[START Text]
# First person to name it gets a small box of wood



## kfuknives (Jun 27, 2012)

Ok, here is an unusual wood that you don't see too often. Its a bookmatched set thats3/8" thick at least 1 1/2" wide and over 7" long. The first person to name it gets a small flat rate box of goodies from me and you only get one vote!
http://i151.Rule #2/albums/s143/Bowdenknxvll/028.jpg


----------



## CodyS (Jun 27, 2012)

Can I name it bob? Do you include shipping to aus? :rofl2:

see how good I am won the competition just like that 

In seriousness don't know what it is


----------



## EricJS (Jun 27, 2012)

That's really pretty......lacewood?


----------



## tnhunter (Jun 27, 2012)

macadamia


----------



## kfuknives (Jun 27, 2012)

We have a winner!! I thought it would take a little longer than that. You must have worked with it before TN Hunter!
PM me your address and I will get the box out to you with the Macadamia included.


----------



## LoneStar (Jun 27, 2012)

You just solved a mystery. I have an old pipe rack around here that is made out of this, I have been wondering for a long time what it was. Beautiful stuff !
[END Text]
| Short task 1 |
Print verbatim the portion of the wood-identification thread starting at "## tnhunter (Jun" and ending at "the Macadamia included.".
| Short task 2 |
Carry on the wood-identification thread from its last post onward.
[START Data section]
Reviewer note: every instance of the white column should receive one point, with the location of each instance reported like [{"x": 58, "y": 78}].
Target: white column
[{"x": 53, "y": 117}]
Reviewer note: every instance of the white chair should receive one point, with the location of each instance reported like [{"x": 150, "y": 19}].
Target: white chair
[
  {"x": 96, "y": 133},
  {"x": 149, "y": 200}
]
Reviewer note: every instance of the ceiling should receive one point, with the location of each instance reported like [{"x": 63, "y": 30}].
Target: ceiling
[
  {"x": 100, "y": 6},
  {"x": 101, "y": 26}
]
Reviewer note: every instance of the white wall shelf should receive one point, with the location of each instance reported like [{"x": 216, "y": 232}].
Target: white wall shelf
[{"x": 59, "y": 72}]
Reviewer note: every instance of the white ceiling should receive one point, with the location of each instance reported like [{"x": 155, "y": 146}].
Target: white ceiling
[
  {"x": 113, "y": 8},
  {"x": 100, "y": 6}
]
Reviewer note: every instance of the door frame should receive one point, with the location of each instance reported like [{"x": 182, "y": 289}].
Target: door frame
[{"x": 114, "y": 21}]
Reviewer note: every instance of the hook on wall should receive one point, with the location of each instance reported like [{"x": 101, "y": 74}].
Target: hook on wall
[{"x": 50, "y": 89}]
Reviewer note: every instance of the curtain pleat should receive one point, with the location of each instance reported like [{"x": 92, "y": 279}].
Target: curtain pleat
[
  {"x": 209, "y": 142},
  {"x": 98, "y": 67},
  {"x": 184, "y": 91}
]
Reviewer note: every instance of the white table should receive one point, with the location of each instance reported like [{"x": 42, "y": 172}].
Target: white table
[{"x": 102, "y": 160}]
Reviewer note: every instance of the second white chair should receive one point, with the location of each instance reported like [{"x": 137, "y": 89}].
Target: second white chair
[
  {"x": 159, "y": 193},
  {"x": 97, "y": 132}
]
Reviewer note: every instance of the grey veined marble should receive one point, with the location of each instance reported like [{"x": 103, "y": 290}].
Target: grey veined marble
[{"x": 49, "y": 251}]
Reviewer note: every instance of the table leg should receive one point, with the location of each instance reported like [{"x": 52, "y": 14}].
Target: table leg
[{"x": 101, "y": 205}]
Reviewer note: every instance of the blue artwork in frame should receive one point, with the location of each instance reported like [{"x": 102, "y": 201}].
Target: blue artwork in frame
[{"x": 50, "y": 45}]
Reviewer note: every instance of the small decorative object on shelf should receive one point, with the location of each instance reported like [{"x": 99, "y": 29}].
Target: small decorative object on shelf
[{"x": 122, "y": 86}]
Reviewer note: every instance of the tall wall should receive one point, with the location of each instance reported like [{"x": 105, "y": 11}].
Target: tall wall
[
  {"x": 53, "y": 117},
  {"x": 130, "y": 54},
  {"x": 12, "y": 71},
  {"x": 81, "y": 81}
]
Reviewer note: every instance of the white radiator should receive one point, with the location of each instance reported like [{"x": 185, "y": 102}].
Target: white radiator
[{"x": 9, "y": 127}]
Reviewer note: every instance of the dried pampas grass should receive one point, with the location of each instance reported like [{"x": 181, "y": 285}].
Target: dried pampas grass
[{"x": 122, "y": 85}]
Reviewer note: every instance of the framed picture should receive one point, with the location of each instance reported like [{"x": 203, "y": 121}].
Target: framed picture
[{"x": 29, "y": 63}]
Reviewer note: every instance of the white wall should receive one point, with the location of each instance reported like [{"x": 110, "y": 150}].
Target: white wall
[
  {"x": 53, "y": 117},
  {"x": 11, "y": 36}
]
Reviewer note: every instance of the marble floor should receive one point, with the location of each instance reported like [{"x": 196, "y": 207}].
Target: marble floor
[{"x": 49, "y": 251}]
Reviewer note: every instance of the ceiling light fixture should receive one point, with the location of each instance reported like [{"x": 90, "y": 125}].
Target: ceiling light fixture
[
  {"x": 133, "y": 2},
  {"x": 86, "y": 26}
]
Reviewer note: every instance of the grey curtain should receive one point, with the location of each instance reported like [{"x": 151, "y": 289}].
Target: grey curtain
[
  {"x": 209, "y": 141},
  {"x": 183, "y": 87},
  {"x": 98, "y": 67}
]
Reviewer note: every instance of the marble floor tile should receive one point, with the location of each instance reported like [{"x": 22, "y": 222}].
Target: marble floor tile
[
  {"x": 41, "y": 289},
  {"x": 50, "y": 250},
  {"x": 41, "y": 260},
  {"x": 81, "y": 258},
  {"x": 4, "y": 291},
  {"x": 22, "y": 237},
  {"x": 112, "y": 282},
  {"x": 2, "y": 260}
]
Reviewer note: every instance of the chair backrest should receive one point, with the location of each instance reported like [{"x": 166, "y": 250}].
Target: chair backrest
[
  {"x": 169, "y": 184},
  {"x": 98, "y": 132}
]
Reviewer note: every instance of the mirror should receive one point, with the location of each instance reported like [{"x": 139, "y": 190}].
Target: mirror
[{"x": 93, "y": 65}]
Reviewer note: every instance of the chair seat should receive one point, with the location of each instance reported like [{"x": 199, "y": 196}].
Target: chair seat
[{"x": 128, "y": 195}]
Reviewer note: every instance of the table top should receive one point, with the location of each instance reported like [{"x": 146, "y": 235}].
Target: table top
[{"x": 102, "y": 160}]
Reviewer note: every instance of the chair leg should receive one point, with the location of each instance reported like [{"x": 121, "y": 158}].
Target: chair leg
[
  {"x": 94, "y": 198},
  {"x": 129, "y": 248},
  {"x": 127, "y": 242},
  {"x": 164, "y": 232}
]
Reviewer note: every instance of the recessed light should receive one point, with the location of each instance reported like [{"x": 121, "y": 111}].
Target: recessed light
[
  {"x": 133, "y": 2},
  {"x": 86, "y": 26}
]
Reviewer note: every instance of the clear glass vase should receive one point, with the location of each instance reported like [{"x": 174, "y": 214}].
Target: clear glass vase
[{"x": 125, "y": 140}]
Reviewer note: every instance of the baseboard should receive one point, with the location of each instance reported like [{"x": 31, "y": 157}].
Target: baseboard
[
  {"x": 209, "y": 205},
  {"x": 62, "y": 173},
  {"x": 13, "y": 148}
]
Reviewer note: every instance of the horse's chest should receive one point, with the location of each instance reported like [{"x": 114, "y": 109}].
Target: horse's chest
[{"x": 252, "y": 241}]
[END Data section]
| Task response 1 |
## tnhunter (Jun 27, 2012)

macadamia


----------



## kfuknives (Jun 27, 2012)

We have a winner!! I thought it would take a little longer than that. You must have worked with it before TN Hunter!
PM me your address and I will get the box out to you with the Macadamia included.

| Task response 2 |
----------



## tnhunter (Jun 28, 2012)

Thank you!!!!


----------



## Kevin (Jun 28, 2012)

Chris thanks for doing this. I love to see this kind of thread. It embodies the spirit of Wood Barter and what we strive for. A new member stepping up like this and being so generous is very encouraging. 5 big reps from the dude for this one.


----------



## kfuknives (Jun 29, 2012)

Thanks Kevin,
I have alot of wood that I will never use due to the size and I like to see it made into something nice. Plus, its fun to try and stump you guys! This is a great forum and Im glad that I found it finally.


----------



## NCWoodArt (Jul 22, 2012)

It is also sold as leopard-wood in many pen turning suppliers. I have a few that were cut into knife scales & pen blanks.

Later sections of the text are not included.